GIVEN EXERCISE:
Beginning with the line containing "of the rein" and ending with the last line, repeat the records exactly.
--*--
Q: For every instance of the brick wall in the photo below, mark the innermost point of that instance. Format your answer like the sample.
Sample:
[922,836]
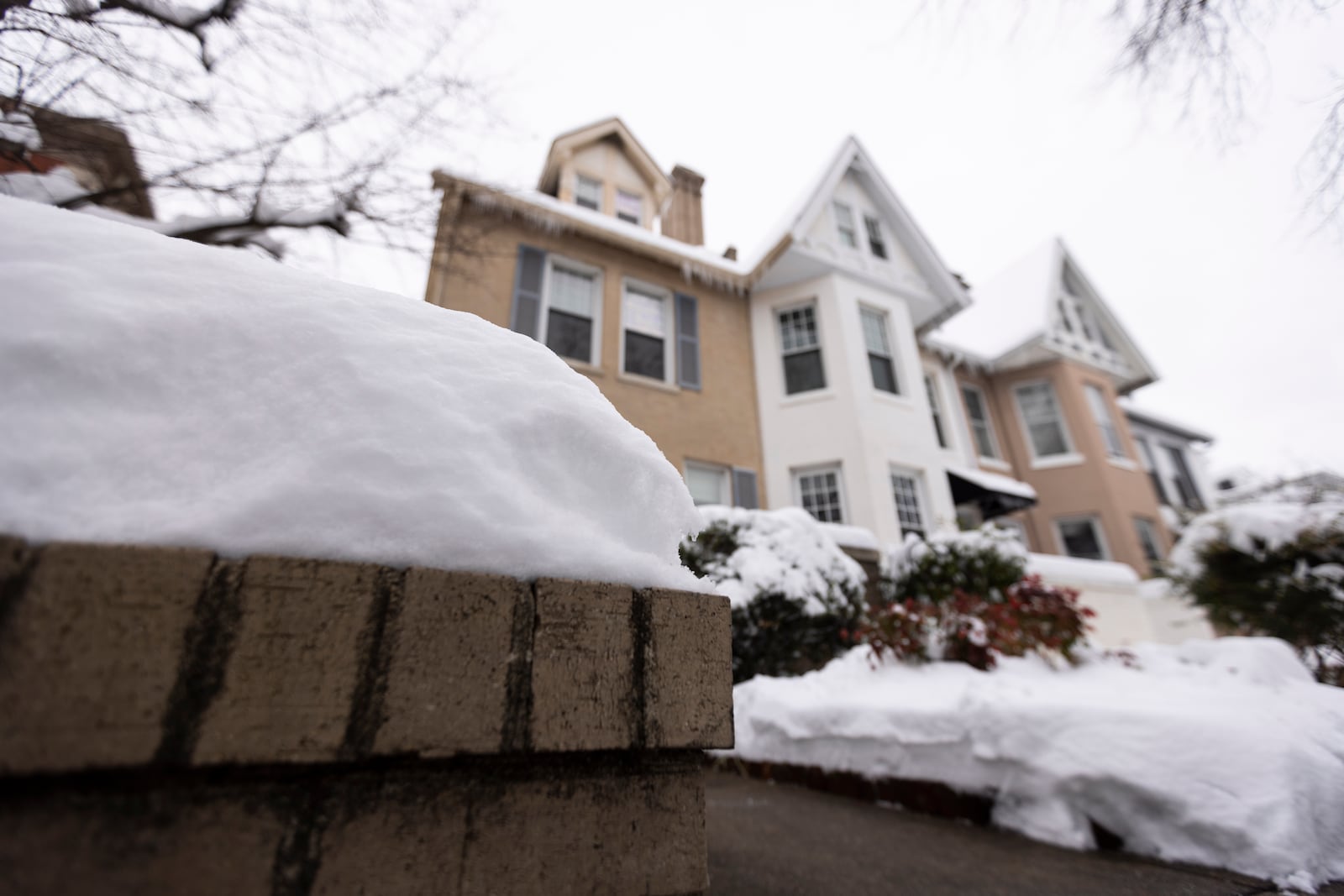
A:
[181,723]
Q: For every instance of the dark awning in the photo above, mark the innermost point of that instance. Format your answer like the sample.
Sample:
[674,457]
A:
[992,493]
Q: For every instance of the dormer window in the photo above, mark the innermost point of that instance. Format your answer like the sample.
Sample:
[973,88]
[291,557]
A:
[844,226]
[629,206]
[588,192]
[875,244]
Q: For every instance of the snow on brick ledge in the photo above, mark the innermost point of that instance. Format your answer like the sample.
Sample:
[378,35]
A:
[160,392]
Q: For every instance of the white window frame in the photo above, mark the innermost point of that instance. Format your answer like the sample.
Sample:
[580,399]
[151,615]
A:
[885,322]
[554,261]
[796,477]
[1043,461]
[578,179]
[1057,524]
[616,206]
[725,474]
[669,331]
[990,422]
[820,348]
[837,208]
[921,497]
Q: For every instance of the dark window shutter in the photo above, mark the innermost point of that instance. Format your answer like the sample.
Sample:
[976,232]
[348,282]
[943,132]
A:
[528,291]
[687,342]
[743,490]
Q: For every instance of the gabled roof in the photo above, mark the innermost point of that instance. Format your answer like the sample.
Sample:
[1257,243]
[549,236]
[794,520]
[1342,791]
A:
[800,217]
[569,143]
[1015,311]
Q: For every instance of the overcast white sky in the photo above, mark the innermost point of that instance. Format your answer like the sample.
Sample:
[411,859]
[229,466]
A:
[998,129]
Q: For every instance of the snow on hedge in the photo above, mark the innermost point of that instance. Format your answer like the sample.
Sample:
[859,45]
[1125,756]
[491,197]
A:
[1252,528]
[165,392]
[781,551]
[1218,752]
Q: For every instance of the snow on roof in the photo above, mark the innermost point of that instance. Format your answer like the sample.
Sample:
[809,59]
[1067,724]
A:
[1008,309]
[165,392]
[1081,573]
[995,481]
[1144,416]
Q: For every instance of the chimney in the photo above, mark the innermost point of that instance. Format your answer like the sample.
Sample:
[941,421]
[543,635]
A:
[685,219]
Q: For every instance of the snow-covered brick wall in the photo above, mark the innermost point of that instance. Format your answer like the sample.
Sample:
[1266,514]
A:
[1220,752]
[781,551]
[158,391]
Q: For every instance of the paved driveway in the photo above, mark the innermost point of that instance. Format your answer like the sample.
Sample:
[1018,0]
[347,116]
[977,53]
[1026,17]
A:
[779,840]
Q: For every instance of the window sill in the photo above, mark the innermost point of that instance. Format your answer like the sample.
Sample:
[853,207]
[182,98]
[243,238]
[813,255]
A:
[648,382]
[1073,458]
[806,398]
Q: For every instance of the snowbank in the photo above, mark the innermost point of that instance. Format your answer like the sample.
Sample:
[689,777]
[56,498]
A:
[165,392]
[1270,524]
[783,551]
[1218,752]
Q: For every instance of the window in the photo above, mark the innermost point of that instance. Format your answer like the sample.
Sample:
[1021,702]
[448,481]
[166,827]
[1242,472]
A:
[629,207]
[905,490]
[844,226]
[644,332]
[1105,422]
[1081,537]
[801,351]
[879,351]
[719,484]
[709,484]
[936,409]
[1148,539]
[875,242]
[819,493]
[1183,479]
[1146,453]
[980,426]
[588,192]
[1041,414]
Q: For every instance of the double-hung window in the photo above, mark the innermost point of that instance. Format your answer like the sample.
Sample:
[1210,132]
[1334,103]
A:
[936,410]
[844,226]
[1081,537]
[644,331]
[879,351]
[1045,422]
[629,207]
[801,348]
[819,493]
[981,429]
[877,244]
[1105,422]
[588,192]
[905,492]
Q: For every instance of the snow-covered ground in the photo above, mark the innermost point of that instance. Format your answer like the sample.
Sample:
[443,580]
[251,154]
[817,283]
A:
[1218,752]
[165,392]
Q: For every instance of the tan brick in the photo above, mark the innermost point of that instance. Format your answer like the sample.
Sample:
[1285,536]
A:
[582,664]
[689,671]
[125,848]
[295,667]
[402,844]
[624,835]
[91,653]
[448,672]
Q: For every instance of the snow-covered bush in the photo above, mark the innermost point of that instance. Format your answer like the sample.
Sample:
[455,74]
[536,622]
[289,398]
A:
[796,595]
[1272,569]
[963,598]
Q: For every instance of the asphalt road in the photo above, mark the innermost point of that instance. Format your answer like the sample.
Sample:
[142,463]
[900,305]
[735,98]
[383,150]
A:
[780,840]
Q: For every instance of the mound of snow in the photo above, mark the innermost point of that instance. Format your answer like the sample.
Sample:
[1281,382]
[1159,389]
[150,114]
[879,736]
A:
[781,551]
[1218,752]
[165,392]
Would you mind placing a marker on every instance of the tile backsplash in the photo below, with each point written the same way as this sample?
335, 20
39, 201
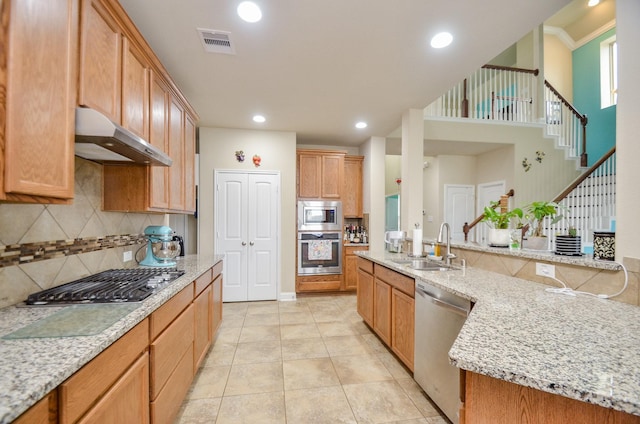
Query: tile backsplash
43, 246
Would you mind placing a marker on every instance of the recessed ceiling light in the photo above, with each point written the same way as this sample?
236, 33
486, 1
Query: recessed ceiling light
441, 40
249, 11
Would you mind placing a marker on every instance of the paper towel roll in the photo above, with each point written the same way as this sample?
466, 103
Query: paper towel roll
417, 242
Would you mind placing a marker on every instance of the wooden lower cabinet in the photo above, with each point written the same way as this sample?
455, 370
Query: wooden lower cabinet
385, 301
318, 283
402, 326
114, 386
43, 412
144, 376
382, 310
217, 298
203, 326
490, 400
168, 349
365, 290
350, 267
127, 401
165, 407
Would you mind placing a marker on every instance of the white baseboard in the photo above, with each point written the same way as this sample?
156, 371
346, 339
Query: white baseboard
287, 296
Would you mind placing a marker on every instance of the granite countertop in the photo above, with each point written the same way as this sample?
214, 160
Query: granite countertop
541, 255
580, 347
32, 367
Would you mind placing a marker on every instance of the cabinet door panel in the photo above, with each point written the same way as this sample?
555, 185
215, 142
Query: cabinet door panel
189, 164
382, 310
176, 152
309, 176
203, 326
402, 330
332, 176
365, 296
38, 137
217, 304
168, 348
135, 91
127, 401
352, 195
100, 60
158, 137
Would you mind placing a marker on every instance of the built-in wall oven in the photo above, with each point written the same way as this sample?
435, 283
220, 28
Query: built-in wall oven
319, 253
319, 215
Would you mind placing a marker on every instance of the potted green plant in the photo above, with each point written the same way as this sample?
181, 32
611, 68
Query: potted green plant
498, 222
535, 214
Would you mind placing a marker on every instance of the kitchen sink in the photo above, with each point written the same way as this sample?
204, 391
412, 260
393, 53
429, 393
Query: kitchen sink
424, 265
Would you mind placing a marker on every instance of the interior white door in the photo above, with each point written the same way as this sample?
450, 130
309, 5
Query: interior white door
247, 216
487, 193
459, 208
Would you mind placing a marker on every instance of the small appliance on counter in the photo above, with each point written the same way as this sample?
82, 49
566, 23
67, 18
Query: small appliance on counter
180, 241
394, 241
162, 247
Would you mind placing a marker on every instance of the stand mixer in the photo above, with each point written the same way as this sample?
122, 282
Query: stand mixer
168, 250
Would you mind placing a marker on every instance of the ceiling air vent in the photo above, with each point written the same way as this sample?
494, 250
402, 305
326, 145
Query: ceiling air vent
215, 41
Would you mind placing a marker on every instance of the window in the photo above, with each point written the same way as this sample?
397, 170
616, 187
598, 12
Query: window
609, 72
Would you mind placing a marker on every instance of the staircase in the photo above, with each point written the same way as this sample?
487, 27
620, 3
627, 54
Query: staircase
501, 94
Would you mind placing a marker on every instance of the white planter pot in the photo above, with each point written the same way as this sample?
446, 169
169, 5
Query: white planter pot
499, 237
536, 243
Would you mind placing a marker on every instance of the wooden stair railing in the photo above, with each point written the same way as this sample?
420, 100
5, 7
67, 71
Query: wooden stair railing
584, 176
582, 118
504, 206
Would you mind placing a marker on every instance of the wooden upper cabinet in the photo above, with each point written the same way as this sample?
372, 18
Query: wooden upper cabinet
320, 174
159, 137
100, 60
352, 193
135, 90
176, 152
332, 176
38, 74
114, 74
121, 77
308, 175
189, 164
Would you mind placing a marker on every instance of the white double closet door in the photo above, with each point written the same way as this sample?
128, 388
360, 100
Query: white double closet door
247, 220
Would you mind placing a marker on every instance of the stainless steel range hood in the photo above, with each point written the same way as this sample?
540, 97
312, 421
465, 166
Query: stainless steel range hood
100, 140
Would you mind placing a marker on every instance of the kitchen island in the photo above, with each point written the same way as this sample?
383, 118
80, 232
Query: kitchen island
578, 347
33, 366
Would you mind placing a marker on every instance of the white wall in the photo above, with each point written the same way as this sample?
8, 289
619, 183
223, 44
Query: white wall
393, 170
278, 153
430, 198
496, 165
628, 128
373, 177
558, 63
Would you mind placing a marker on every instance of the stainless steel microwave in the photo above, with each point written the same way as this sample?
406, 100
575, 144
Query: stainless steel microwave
319, 215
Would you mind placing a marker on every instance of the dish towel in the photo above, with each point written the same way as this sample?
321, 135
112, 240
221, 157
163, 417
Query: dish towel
320, 250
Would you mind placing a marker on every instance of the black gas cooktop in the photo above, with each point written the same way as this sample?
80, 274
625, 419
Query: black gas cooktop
111, 286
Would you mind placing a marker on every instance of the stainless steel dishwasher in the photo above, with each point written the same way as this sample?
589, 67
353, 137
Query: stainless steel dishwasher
439, 318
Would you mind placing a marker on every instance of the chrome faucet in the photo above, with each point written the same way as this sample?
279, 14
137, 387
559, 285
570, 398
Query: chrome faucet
449, 255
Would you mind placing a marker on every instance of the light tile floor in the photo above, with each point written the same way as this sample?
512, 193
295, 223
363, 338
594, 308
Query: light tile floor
308, 361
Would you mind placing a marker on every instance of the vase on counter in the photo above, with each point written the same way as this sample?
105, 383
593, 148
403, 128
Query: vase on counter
499, 237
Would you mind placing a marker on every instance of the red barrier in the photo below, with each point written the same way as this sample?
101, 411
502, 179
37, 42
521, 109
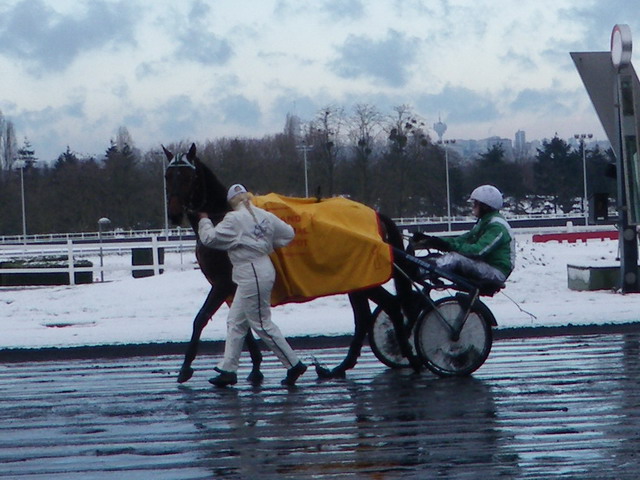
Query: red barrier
575, 236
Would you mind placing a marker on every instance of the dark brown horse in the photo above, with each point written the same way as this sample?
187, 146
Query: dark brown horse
192, 187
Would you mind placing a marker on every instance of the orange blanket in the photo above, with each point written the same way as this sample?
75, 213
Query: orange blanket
337, 248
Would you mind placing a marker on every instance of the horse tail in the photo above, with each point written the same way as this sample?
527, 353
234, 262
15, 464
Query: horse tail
402, 283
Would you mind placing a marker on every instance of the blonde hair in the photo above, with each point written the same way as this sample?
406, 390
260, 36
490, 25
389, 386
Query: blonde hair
245, 200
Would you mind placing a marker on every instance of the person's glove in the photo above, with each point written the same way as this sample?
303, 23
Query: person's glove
420, 240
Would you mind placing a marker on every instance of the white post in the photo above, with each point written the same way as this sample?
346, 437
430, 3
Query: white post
72, 270
154, 253
585, 205
446, 161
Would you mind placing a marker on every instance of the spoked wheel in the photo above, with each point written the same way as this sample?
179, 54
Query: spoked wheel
446, 346
384, 343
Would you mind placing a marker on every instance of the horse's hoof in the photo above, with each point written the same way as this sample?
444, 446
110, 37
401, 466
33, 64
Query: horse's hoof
185, 374
255, 377
325, 373
417, 366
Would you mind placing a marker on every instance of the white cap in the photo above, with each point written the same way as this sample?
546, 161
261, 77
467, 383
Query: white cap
489, 195
235, 190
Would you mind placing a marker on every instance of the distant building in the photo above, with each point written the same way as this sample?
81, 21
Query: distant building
520, 147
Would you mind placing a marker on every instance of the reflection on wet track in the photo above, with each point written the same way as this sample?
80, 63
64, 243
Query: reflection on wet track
539, 408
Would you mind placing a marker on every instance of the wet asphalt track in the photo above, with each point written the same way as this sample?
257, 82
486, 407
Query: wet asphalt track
550, 407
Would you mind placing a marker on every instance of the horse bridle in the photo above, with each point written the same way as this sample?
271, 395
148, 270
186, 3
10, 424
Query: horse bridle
182, 161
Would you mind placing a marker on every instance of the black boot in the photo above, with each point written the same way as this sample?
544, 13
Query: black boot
224, 379
293, 373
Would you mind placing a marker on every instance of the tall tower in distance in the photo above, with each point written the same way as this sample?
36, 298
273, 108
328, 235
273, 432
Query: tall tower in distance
440, 128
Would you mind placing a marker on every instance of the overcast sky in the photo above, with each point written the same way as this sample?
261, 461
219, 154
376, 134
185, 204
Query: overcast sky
75, 71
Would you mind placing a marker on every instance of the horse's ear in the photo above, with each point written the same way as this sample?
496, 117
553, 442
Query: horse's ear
192, 152
167, 153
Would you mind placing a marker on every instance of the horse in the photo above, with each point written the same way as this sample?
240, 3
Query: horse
192, 187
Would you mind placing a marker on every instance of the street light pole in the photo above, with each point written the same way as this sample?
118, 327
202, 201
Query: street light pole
446, 165
24, 210
164, 197
103, 221
305, 148
581, 138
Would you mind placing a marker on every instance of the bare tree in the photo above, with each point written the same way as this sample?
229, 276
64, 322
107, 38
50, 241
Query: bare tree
8, 143
364, 126
325, 132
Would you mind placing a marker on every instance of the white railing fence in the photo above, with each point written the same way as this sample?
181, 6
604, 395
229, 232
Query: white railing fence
98, 252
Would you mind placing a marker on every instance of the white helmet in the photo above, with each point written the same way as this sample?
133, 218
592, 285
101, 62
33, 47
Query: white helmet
489, 195
235, 190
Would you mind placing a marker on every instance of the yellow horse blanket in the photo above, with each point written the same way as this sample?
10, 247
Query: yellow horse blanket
337, 248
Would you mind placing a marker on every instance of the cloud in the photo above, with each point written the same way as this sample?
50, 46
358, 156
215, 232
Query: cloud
196, 43
388, 60
47, 41
459, 104
343, 10
238, 109
540, 101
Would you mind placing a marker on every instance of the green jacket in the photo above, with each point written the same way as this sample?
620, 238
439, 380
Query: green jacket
490, 240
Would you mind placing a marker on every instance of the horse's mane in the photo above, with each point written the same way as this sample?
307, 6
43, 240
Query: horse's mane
215, 193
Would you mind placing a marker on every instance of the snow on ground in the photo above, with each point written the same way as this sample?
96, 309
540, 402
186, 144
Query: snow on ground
125, 310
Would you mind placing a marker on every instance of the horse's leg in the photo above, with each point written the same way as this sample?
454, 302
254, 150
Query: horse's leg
215, 299
392, 305
255, 376
362, 318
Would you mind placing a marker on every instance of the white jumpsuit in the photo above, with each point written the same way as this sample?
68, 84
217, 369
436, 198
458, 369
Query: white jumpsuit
249, 239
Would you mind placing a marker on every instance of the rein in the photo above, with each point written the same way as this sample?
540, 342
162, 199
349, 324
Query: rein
182, 161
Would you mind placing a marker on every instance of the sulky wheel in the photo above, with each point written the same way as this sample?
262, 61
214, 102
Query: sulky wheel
449, 348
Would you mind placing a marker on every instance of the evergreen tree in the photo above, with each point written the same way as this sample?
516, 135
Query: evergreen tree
557, 173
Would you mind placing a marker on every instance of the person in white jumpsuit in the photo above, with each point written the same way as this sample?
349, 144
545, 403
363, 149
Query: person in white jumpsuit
249, 234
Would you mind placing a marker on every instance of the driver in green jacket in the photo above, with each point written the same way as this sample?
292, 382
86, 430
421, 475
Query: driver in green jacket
487, 251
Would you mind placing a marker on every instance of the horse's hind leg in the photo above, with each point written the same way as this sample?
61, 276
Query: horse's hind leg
392, 305
362, 318
251, 343
214, 300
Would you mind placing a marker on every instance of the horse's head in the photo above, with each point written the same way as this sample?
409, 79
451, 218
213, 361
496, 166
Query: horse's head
--*--
WRITTEN ANSWER:
Would you mind placing a marker on every instance of the rein in the photo above, with each point written the same way as this sample?
540, 342
162, 199
349, 324
Query: rein
182, 161
Would you mind placing a marker on every instance of the sulky wheel in the photo above, with each point written the same way as this sample?
262, 61
214, 102
Query: sulky wheel
449, 348
Would you mind placing a marker on every instance of the evergreen tree in the photo above, with each point written the same way as this sample?
516, 135
Query: evergreen tree
557, 173
Would you mind placing a marker on every instance of the person in white jumpsuit in the photo above, with each point written the same way as this sample?
349, 144
545, 403
363, 149
Query: person in white jumpsuit
249, 234
Would you mind placing a marker on every instance of the driver in green jacket in the photo above, with each point written the same way as this sample?
292, 382
86, 430
421, 475
Query: driver in green jacket
487, 251
Would you mind placing a marker on every instance of the horse's hind leg in the photo above, with each point written the same way as this sample?
61, 276
Query: horse's hind leg
392, 305
362, 318
251, 343
214, 300
Would you mind placing a marker on every instance of the horse's head in the photo above, with each point written the same way as this sample?
409, 79
451, 218
213, 361
496, 166
Query: horse's head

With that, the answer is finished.